__YOUR GOAL__
Put the listing below into a two-column CSV with the header text,answer. Give every passage of text its own row alongside the answer that follows it, enclose each field in double quotes, and turn line breaks inside a field into spaces.

__RECORDS SHOWN__
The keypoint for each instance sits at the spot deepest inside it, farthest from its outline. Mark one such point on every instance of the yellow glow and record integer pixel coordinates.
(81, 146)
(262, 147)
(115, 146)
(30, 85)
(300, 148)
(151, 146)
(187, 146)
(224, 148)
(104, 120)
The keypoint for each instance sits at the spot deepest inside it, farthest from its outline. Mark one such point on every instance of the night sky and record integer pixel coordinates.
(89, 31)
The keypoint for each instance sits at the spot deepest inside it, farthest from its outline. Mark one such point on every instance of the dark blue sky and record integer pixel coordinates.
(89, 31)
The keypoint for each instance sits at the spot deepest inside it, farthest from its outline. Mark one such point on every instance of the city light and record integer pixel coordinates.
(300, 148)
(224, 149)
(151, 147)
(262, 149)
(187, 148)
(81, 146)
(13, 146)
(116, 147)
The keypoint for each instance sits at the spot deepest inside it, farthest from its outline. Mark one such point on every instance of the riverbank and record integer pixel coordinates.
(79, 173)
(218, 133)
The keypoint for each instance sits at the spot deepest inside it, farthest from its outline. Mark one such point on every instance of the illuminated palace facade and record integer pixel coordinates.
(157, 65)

__SOLUTION TO THE PROBLEM__
text,answer
"The keypoint for each instance sits at the spot deepest inside it, farthest from its outline. Mark one such point on every instance of the yellow glow and record integer pixel coordinates.","(81, 146) (262, 147) (115, 146) (30, 85) (300, 148) (151, 146) (187, 146) (224, 148) (104, 120)"
"The keypoint for each instance sits at the spot deepest inside it, farthest from its outline. Mark one such point on every instance of the night sky and record integer pixel coordinates.","(89, 31)"
"The keypoint for each instance sits at the spot deepest inside it, farthest from its outline. Mark one such point on every instance of the dark blue sky and record integer pixel coordinates.","(89, 31)"
"The keypoint for each instance sits at the spot deepest inside it, farthest from its outline. Mark one such point on every instance of the city light and record integer pixel coordinates.","(300, 148) (224, 149) (151, 147) (262, 149) (187, 148) (81, 146) (13, 146) (116, 147)"
"The keypoint for each instance sits at the spot deepest inside it, farthest from its outline. Mark one such point on every instance of the riverbank and record integer pixel coordinates.","(79, 173) (218, 133)"
"The keypoint for each instance sits at the spot deepest inside it, farthest from its outline. Mark one such point on every instance of the illuminated palace facade and record integer pixel coordinates.","(157, 65)"